## EXERCISE OBJECTIVE:
From the line containing "the hill in the photo above." through the last line of the entries below, repeat each line word for word and leave out the rest.

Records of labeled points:
──────────

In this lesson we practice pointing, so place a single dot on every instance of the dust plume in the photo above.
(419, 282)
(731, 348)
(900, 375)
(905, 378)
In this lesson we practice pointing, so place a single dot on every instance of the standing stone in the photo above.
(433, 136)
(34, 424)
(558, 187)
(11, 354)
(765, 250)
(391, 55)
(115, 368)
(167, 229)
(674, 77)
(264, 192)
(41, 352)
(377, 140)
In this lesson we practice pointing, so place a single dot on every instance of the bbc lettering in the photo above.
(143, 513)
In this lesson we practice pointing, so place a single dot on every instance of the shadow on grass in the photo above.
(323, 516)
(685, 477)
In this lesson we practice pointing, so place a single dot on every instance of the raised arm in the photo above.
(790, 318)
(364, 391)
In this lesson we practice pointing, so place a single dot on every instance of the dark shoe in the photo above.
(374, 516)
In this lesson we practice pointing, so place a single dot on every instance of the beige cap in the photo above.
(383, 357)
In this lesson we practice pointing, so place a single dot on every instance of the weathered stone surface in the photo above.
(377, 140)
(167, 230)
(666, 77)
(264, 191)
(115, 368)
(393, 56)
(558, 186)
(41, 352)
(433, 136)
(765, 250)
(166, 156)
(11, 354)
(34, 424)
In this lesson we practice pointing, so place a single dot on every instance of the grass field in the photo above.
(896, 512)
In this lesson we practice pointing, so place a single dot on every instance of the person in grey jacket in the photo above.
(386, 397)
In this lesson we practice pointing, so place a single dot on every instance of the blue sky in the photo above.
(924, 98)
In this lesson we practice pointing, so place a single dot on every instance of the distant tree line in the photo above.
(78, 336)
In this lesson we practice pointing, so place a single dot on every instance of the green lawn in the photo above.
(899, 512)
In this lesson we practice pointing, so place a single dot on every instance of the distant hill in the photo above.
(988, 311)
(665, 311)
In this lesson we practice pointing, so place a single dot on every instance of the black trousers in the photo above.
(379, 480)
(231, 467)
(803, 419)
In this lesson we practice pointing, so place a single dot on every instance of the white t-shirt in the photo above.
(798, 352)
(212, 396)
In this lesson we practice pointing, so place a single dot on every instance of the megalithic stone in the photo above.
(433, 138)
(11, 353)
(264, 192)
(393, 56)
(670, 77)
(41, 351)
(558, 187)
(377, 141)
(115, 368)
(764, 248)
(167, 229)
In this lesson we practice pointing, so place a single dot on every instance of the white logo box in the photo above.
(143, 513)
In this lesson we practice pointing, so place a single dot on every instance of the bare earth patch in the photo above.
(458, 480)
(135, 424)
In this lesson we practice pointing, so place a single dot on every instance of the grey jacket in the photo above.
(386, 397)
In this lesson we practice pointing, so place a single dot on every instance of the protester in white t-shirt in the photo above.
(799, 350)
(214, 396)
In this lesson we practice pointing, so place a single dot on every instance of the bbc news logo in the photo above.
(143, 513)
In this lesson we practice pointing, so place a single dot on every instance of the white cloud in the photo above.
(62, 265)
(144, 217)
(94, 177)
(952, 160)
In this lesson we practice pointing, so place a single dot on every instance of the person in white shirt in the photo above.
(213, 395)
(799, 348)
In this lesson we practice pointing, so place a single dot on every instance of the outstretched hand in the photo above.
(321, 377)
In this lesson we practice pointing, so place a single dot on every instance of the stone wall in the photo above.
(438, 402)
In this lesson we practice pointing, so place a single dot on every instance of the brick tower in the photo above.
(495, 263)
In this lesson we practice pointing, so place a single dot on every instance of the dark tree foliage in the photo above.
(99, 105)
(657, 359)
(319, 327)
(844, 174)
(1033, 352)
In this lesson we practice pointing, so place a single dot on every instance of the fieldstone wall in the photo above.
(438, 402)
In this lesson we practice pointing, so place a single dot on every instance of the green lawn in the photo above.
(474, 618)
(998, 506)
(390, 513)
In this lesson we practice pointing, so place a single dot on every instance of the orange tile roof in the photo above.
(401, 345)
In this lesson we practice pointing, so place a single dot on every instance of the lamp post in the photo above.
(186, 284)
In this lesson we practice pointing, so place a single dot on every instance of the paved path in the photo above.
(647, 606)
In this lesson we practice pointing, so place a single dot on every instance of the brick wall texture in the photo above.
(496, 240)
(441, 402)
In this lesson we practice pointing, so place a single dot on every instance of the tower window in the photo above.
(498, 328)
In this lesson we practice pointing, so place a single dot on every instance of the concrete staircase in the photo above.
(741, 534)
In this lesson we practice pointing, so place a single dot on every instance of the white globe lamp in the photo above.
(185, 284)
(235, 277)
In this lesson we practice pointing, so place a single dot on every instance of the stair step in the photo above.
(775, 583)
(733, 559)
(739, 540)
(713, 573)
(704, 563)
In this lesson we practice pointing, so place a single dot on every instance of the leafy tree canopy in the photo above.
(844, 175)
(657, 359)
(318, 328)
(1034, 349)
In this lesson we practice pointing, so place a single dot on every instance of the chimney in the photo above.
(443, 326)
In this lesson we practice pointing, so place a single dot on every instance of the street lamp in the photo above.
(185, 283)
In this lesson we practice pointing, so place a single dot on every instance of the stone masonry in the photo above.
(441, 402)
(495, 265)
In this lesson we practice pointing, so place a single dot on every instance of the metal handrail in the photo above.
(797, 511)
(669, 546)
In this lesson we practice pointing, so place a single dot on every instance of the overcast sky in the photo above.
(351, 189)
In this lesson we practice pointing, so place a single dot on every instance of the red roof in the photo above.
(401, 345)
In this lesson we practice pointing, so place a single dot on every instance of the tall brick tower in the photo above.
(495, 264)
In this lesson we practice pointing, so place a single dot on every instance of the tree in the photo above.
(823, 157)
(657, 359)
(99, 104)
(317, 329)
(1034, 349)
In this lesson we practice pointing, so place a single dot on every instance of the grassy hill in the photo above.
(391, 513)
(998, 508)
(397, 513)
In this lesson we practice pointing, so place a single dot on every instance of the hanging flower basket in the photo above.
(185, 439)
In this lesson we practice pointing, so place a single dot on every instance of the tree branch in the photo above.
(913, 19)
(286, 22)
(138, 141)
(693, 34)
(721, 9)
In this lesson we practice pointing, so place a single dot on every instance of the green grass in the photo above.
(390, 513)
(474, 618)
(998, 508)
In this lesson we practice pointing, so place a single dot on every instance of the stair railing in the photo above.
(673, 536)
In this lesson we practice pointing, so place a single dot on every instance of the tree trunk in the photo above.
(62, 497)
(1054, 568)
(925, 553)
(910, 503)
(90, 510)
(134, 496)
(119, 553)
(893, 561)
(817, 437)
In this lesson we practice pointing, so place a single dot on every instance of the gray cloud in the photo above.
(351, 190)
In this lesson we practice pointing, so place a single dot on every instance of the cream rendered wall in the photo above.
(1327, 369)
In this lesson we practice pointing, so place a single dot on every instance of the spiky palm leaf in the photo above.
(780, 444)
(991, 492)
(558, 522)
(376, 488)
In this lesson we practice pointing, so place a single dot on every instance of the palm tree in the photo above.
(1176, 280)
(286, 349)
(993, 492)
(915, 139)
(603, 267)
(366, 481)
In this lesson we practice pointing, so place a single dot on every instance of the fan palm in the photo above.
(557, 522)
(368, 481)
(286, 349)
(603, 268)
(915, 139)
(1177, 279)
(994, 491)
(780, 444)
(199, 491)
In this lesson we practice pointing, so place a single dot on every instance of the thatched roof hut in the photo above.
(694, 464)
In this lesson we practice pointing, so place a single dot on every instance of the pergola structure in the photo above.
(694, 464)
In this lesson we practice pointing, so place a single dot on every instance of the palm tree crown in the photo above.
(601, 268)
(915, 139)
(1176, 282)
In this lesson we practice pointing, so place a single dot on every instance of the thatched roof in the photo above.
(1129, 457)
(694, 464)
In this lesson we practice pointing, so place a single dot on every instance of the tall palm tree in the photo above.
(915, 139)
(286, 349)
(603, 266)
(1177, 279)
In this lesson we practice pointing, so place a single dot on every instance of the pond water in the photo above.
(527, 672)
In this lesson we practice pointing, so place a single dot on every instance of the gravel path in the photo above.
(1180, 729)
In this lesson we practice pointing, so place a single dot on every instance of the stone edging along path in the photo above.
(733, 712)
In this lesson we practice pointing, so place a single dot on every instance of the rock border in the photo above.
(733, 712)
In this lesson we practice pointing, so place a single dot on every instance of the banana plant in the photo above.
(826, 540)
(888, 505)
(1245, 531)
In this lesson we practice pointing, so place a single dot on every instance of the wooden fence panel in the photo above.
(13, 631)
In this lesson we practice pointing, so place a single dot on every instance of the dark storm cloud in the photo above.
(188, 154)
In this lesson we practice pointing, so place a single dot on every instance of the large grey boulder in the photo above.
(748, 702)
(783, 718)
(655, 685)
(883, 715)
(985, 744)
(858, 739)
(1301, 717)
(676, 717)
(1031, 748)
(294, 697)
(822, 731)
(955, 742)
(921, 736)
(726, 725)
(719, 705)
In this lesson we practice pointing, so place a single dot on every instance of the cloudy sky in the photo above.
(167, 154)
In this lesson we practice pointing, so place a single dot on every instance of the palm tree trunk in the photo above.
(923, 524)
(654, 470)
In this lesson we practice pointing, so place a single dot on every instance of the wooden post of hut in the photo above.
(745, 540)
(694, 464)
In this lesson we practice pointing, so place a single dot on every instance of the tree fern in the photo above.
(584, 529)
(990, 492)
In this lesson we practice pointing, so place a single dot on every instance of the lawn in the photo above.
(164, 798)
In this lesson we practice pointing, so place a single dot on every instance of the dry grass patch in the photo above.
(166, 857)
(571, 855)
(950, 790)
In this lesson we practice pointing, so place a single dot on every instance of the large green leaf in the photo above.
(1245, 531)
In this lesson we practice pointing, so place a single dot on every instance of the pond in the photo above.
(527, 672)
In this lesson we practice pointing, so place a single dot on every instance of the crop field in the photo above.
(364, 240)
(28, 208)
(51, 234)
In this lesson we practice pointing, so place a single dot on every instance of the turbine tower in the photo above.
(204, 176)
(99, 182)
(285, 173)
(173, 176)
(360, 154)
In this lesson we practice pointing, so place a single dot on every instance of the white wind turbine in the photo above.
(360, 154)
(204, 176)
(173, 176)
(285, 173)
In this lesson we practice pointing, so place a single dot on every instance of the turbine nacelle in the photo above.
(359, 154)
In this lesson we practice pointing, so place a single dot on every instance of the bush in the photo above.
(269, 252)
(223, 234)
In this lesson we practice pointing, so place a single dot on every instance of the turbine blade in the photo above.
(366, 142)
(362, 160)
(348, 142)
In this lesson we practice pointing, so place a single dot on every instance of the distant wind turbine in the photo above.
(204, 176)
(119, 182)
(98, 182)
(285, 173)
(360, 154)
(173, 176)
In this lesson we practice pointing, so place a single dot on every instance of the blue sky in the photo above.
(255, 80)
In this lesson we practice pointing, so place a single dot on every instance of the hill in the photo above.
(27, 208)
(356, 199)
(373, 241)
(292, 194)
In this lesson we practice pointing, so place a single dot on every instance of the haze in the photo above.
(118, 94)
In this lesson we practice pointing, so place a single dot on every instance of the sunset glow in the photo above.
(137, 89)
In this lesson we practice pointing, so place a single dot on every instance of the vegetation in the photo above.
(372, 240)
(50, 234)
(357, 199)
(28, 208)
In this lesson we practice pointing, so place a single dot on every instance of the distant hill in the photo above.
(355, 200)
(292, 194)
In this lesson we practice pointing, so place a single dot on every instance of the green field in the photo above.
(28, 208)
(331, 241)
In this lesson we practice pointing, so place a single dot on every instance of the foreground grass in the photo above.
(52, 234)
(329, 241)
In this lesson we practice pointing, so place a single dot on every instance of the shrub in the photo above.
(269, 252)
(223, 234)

──────────

## TASK RESPONSE:
In this lesson we practice pointing, so place a single dot on every instance of the hill in the photo above.
(27, 208)
(356, 199)
(373, 241)
(292, 194)
In this lesson we practice pointing, so place a single dot on every instance of the haze in the photo above.
(118, 94)
In this lesson we practice pointing, so place a single dot on every instance of the sunset glow in the photo above.
(137, 89)
In this lesson we practice pointing, so place a single dot on every instance of the vegetation in the photo above.
(372, 240)
(50, 234)
(357, 199)
(28, 208)
In this lesson we practice pointing, so place a single dot on every instance of the distant hill in the photo above.
(355, 200)
(292, 194)
In this lesson we practice pointing, so place a single dot on every instance of the green field in the photo above.
(28, 208)
(331, 241)
In this lesson we practice pointing, so place a single dot on every instance of the foreground grass in the photo above.
(52, 234)
(329, 241)
In this lesson we practice pointing, so place a single dot on every instance of the shrub in the photo above.
(269, 252)
(223, 234)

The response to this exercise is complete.